» Records of labeled points:

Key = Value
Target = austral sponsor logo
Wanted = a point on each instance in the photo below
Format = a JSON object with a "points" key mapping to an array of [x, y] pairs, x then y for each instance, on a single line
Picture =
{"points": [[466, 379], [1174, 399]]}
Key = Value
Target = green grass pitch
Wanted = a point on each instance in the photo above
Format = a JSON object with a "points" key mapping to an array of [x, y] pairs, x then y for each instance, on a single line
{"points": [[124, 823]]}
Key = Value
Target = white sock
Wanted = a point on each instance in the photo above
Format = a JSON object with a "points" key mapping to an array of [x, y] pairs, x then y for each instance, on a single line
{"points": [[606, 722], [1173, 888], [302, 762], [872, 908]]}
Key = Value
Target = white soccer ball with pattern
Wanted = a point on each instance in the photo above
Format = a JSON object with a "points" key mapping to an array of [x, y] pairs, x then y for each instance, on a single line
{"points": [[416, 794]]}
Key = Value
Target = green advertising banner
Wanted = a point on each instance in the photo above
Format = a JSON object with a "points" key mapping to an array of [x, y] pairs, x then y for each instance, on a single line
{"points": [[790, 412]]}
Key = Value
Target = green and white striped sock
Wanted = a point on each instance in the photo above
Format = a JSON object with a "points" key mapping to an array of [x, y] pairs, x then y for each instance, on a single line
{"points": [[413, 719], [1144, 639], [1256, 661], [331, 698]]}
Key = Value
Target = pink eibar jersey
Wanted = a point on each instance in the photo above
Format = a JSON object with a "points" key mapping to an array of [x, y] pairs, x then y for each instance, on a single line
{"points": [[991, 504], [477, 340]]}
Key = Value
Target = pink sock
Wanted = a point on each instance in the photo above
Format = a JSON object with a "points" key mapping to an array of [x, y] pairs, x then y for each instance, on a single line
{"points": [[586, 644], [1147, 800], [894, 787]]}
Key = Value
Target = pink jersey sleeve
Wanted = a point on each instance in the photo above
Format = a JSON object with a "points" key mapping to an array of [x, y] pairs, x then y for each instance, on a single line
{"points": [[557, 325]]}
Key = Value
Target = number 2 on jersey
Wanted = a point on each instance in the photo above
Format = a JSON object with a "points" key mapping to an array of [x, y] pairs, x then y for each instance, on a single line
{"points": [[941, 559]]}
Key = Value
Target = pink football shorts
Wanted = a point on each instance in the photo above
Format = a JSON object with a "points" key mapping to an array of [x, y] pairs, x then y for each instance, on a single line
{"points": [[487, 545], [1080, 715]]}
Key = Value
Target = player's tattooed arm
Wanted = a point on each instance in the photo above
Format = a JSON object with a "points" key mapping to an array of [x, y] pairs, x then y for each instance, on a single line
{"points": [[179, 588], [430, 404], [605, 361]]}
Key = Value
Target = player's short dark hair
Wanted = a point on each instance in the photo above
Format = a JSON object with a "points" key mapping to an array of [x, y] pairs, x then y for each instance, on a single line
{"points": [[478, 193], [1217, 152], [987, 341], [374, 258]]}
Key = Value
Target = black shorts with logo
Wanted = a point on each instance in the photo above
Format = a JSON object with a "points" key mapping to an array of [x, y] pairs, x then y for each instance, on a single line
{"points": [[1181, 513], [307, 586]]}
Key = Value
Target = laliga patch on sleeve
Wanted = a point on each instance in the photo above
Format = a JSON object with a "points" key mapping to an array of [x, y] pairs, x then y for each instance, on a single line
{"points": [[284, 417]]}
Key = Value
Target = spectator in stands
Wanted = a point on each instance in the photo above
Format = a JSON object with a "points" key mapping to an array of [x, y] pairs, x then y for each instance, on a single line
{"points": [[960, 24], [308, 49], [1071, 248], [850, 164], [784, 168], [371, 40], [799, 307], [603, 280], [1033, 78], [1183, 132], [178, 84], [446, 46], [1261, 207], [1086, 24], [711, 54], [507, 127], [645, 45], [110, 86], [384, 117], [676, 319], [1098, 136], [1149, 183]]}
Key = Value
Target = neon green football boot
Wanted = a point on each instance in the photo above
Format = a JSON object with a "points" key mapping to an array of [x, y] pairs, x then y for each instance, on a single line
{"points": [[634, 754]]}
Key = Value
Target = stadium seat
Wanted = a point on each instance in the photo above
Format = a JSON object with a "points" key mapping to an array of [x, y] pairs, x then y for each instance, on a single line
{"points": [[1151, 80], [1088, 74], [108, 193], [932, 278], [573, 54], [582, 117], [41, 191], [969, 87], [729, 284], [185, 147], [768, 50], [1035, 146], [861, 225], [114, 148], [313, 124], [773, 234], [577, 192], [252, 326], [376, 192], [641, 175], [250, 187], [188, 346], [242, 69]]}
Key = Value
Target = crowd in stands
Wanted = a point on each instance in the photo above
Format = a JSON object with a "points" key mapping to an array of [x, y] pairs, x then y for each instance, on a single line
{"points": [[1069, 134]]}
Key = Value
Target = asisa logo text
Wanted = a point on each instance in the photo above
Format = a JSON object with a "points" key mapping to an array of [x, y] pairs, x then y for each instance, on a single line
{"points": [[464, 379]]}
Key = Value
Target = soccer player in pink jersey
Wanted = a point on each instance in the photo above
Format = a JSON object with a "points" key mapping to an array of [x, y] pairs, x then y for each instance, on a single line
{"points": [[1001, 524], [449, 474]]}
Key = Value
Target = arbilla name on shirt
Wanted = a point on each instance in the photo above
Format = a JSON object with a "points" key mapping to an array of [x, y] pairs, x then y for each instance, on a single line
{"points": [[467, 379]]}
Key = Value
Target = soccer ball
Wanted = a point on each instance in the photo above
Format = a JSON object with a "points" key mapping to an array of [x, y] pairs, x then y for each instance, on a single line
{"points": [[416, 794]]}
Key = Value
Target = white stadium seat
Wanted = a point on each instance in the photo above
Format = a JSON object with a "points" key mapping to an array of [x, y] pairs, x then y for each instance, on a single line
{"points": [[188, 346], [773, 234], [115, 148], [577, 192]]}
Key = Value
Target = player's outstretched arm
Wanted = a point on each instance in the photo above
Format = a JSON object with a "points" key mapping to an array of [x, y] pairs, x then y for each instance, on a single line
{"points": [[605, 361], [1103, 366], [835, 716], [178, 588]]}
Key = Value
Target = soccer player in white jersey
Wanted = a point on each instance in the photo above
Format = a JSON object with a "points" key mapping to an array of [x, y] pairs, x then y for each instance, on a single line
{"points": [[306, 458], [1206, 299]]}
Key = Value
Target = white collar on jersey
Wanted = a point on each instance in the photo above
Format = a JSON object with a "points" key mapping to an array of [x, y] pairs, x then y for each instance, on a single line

» To do: Reproduce the records word for word.

» Task output:
Key = Value
Target = austral sponsor logo
Wanted = a point on each instance in the photo below
Format = a JSON object with a "points" key mapping to an array of [x, y] pairs, x then y for each instance, on a single line
Picture =
{"points": [[466, 379], [1174, 399]]}
Key = Value
Target = green grass pitch
Wanted = a point on each instance in the photo above
Format = a JSON object with a "points" key mapping to an array of [x, y] pairs, x then y for each instance, on a single line
{"points": [[124, 823]]}
Key = Value
Target = white sock
Wanted = a point on each instance in the photo above
Format = a JSON object with a "points" key mapping to an array of [x, y] pairs, x then y for each instance, on a single line
{"points": [[606, 722], [1173, 888], [302, 762], [872, 908]]}
Key = Value
Target = white soccer ball with pattern
Wanted = a point on each instance in the photo above
Format = a JSON object with a "points" key mapping to an array of [x, y] pairs, x then y for each instance, on a single line
{"points": [[416, 794]]}
Key = Value
Target = green advertising banner
Wanted = a point on each instance in the photo above
Format = a JSON object with a "points" key mapping to an array of [x, y] pairs, x then y for each instance, on a single line
{"points": [[790, 412]]}
Key = Value
Target = green and white striped sock
Wanted = a point on each instance in the photo above
Format = a JSON object with a "points" key mapping to an array of [x, y] pairs, x then y for each instance, on a single line
{"points": [[413, 719], [1144, 639], [1256, 661], [331, 698]]}
Key = Value
Target = pink eibar jersey
Wanted = a point on each instance in the photo above
Format = a JSON object with a "points" key mapping to an array of [x, y] pairs, x then y for each instance, on a single line
{"points": [[991, 504], [477, 340]]}
Key = Value
Target = pink sock
Wanted = a point on each instance in the photo above
Format = a JSON object with a "points" key mapping to an array of [x, y] pairs, x then y for each instance, on a single line
{"points": [[586, 644], [1147, 800], [894, 787]]}
Key = Value
Target = pink jersey sleeve
Wanted = a point on each instance in the photo above
Format = a JSON object with a "points" key mapping to an array of [x, y] pairs, x then y for each instance, on a single line
{"points": [[557, 325]]}
Key = Value
Target = number 2 on jersey
Wanted = a point on each instance in the photo above
Format = a JSON object with a "points" key mapping to an array of [x, y] pairs, x then y for each instance, on a single line
{"points": [[941, 559]]}
Key = Value
Target = pink football shorts
Wanted = a point on each instance in the photo above
Format = a JSON object with a "points" key mapping to an array of [x, y] pairs, x then y for each instance, on a single line
{"points": [[487, 545], [1080, 715]]}
Key = Value
Target = player's tattooed arm
Wanted = a point on each instance in the photo above
Format = a JSON object with a "points" key mapping to an array of [x, y] pairs, x then y for each instance, on a single line
{"points": [[179, 588], [430, 404], [605, 361]]}
Key = Value
Target = player's short dark hair
Wanted = a point on each instance in the photo above
Format = a JSON object with a "points" key mapping to an array of [x, y] pairs, x then y for each instance, on a single line
{"points": [[478, 193], [1217, 152], [987, 341], [374, 258]]}
Key = Value
Target = black shorts with logo
Wanted = a point on each instance in the photo above
Format = a JSON object with a "points" key mapping to an array of [x, y] pairs, x then y for each instance, on a single line
{"points": [[1181, 513], [307, 586]]}
Key = Value
Target = laliga patch on sleeve
Wanted = a point on each instance in the photo above
Format = a JSON object with a "points" key mapping to an array of [x, y] pairs, x then y for each instance, on a single line
{"points": [[284, 417]]}
Key = Value
Target = spectator in stands
Wanted = a point on each instance in the photo above
Format = a JSON object with a "points" key mapping to an array of [x, y] pairs, x then y for each instance, on a single line
{"points": [[960, 24], [308, 49], [1071, 248], [850, 164], [784, 168], [371, 40], [799, 307], [603, 280], [1033, 78], [1183, 132], [178, 84], [446, 46], [1261, 207], [1086, 24], [711, 54], [507, 127], [645, 45], [110, 86], [384, 117], [676, 319], [1098, 136], [1149, 183]]}
Key = Value
Target = neon green football boot
Wanted = a point on each instance in the photo above
Format = a JSON object with a "points" key mapping to an array of [x, y] pairs, x then y for each instance, on a single line
{"points": [[634, 754]]}
Key = Value
Target = stadium seat
Wanted = a point on each instance in the photo above
Format = a JSON object with a "points" key mapping to an array of [x, y] pairs, x then y for each instance, on a single line
{"points": [[1151, 80], [1088, 74], [108, 193], [932, 278], [573, 54], [582, 117], [41, 191], [969, 87], [729, 284], [185, 147], [768, 50], [1035, 146], [861, 225], [114, 148], [313, 124], [773, 234], [577, 192], [252, 326], [376, 192], [641, 175], [250, 187], [188, 346], [242, 69]]}
Key = Value
Target = crowd in stands
Wanted = a point on each instance in the photo above
Format = a JSON object with a "points" key mapping to an array of [x, y] pairs, x then y for each instance, on a single line
{"points": [[1069, 134]]}
Key = Value
Target = asisa logo text
Wanted = a point on each instance in the photo above
Format = a JSON object with a "points" key mapping to an array of [x, y] pairs, x then y for each instance, on a single line
{"points": [[464, 379]]}
Key = Value
Target = soccer player in pink jersey
Wanted = a point on each instance in the photo above
Format = a JSON object with a "points" key mapping to an array of [x, y] pairs, x then y for each instance, on a single line
{"points": [[1001, 524], [449, 474]]}
Key = Value
Target = arbilla name on shirt
Wanted = a point on each instance in the photo above
Format = a JSON object with a "points" key mapping to an array of [x, y] pairs, x then y for each instance, on a single line
{"points": [[467, 379]]}
Key = Value
Target = soccer ball
Wanted = a point on each instance in the photo above
Format = a JSON object with a "points" key mapping to an array of [x, y] pairs, x then y for each instance, on a single line
{"points": [[416, 794]]}
Key = Value
Target = white stadium seat
Wanted = a point on each instance in the photo above
Format = a JSON object with a "points" key mapping to an array of [x, y] pairs, x then y for each instance, on a single line
{"points": [[188, 346], [773, 234], [115, 148], [577, 192]]}
Key = Value
Target = player's outstretched arm
Wanted = a point on each instance in the photo above
Format = a JSON object with a "points" key mapping to an array of [x, y] pairs, x then y for each instance, on a single line
{"points": [[605, 361], [1103, 366], [835, 716], [178, 588]]}
Key = Value
Target = soccer player in white jersey
Wanted = a point on each instance in the photo above
Format = a JSON object with a "points" key mapping to an array of [x, y] pairs, x then y for each instance, on a single line
{"points": [[306, 458], [1206, 299]]}
Key = Value
Target = white collar on jersey
Wanted = a point on each instance in the photo above
Format = a JSON object with a "points" key mapping to an array of [x, y] pairs, x then y for each instance, on a single line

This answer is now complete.